● Given problem
Identify every line in the records below that contains the word "navy", and copy each of those lines in full.

***

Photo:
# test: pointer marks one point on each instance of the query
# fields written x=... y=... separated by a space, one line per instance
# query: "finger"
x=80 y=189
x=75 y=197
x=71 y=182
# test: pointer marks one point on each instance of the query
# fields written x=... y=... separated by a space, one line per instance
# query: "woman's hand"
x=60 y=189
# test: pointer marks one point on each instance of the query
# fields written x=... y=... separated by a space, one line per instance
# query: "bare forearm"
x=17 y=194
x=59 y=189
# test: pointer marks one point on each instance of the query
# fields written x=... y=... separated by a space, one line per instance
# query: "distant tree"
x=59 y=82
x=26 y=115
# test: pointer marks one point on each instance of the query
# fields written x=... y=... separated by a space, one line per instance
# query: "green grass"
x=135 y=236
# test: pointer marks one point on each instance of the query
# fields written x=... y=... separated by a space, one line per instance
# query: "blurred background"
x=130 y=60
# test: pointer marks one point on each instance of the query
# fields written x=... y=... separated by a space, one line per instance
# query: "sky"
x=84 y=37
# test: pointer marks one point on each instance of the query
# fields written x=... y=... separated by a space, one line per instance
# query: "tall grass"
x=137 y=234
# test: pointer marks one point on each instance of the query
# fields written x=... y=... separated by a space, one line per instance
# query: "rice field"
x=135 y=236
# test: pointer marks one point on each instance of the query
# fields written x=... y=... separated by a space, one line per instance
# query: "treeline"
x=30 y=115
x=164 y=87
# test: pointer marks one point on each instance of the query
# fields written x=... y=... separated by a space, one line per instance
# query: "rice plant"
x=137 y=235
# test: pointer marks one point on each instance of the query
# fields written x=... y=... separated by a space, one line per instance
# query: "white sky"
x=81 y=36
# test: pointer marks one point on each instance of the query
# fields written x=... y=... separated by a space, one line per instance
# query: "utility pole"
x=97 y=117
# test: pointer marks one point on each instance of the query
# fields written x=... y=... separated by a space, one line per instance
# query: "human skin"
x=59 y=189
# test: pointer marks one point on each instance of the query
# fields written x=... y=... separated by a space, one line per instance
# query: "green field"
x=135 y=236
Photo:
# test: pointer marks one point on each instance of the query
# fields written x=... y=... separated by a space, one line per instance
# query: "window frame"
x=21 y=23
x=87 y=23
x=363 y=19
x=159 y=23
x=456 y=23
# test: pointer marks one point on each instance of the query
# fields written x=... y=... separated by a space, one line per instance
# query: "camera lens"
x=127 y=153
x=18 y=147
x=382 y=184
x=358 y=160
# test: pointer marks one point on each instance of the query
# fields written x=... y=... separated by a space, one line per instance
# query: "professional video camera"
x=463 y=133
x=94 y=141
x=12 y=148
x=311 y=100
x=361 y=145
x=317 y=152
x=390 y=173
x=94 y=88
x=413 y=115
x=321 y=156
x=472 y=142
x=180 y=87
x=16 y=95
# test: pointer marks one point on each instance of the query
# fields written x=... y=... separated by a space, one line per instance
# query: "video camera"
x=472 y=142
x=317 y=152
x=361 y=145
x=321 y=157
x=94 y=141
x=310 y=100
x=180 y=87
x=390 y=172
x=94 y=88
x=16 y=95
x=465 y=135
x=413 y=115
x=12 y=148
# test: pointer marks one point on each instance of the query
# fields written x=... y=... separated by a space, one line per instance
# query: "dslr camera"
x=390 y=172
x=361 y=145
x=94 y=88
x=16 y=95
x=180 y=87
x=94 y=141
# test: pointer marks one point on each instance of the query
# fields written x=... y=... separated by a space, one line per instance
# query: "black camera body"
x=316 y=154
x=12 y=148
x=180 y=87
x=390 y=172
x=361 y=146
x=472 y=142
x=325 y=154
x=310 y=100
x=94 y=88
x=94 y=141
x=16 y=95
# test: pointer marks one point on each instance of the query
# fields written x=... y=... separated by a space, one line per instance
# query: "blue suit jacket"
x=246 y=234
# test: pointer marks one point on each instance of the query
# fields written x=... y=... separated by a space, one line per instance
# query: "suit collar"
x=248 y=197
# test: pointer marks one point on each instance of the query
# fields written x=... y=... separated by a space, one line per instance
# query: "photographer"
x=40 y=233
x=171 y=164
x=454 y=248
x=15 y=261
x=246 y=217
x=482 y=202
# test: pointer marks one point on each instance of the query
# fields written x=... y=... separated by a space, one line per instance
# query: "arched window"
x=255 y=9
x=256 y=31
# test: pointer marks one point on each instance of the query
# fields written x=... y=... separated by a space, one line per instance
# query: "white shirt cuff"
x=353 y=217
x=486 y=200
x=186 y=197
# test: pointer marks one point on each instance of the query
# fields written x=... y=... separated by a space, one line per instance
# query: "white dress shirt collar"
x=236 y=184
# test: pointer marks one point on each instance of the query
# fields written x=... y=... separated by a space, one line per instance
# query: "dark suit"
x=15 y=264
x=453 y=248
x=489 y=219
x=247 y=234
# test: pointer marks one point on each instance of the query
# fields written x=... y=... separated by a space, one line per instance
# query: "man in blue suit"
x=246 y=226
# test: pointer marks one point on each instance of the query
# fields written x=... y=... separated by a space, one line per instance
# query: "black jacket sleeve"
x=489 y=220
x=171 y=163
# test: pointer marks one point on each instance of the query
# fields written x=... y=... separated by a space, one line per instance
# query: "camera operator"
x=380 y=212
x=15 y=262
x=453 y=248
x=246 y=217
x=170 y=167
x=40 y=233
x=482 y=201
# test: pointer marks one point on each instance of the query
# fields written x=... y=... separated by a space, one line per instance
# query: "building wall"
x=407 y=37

***

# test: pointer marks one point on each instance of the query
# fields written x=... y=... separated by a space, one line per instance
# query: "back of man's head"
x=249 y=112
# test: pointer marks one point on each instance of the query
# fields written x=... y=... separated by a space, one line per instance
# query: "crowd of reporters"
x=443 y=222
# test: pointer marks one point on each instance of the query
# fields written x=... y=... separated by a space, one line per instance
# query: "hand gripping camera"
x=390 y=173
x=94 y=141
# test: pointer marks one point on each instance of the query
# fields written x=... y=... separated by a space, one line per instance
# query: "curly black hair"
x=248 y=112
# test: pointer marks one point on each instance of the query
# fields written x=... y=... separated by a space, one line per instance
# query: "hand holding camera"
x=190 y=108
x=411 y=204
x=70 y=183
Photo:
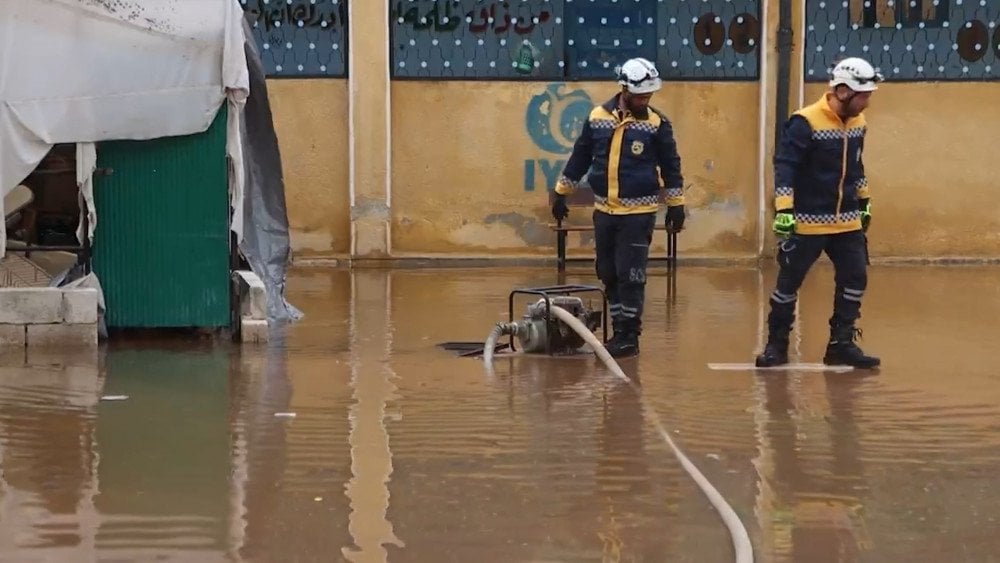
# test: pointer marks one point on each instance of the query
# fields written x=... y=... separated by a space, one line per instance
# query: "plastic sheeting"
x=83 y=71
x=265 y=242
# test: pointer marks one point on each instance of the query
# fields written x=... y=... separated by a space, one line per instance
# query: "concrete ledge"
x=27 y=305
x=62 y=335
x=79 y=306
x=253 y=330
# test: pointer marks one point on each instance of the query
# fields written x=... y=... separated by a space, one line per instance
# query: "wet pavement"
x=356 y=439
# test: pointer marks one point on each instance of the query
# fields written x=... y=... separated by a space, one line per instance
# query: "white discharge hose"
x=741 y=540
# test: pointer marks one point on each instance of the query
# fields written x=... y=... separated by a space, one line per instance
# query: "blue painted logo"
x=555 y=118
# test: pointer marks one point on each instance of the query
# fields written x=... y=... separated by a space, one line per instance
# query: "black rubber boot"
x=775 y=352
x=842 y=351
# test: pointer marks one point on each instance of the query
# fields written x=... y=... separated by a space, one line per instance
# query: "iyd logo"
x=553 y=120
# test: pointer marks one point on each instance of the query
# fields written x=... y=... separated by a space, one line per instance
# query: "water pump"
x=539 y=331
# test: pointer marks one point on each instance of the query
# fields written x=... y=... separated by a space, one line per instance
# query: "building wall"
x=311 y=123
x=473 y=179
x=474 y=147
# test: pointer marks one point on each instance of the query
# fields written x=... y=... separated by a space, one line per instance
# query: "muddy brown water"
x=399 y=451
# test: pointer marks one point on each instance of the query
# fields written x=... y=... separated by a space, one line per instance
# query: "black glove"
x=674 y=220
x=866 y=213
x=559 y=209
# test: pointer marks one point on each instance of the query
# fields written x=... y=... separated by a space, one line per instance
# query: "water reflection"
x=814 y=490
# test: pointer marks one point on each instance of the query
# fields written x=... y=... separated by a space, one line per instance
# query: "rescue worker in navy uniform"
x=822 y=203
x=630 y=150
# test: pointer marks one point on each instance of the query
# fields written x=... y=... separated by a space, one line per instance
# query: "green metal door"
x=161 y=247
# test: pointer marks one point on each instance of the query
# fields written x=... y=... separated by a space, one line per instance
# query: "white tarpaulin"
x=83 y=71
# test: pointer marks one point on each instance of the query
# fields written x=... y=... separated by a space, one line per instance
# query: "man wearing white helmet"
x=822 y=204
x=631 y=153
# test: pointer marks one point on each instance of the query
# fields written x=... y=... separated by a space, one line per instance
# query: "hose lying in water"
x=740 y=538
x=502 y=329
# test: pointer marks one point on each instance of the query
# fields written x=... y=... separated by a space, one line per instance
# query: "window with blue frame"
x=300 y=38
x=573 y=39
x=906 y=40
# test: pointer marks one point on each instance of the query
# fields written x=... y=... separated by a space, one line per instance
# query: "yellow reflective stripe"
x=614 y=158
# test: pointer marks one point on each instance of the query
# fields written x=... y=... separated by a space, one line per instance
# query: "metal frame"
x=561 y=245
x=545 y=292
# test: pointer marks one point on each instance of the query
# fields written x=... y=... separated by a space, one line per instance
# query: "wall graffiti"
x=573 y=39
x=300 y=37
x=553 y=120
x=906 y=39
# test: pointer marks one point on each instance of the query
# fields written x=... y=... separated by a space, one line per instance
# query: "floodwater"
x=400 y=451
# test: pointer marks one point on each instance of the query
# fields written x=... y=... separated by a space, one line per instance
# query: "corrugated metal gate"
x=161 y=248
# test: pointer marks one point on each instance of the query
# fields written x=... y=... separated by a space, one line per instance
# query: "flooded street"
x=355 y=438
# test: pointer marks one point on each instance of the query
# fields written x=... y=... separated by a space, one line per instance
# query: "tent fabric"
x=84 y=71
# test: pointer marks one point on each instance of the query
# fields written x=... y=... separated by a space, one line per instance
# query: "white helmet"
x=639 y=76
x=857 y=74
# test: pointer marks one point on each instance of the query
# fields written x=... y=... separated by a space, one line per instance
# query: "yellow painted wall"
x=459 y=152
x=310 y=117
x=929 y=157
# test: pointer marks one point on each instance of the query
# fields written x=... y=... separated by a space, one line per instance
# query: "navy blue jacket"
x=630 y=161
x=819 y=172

***

● Result of this exercise
# query: "rescue worker in navy uniform"
# query: "navy blue jacket"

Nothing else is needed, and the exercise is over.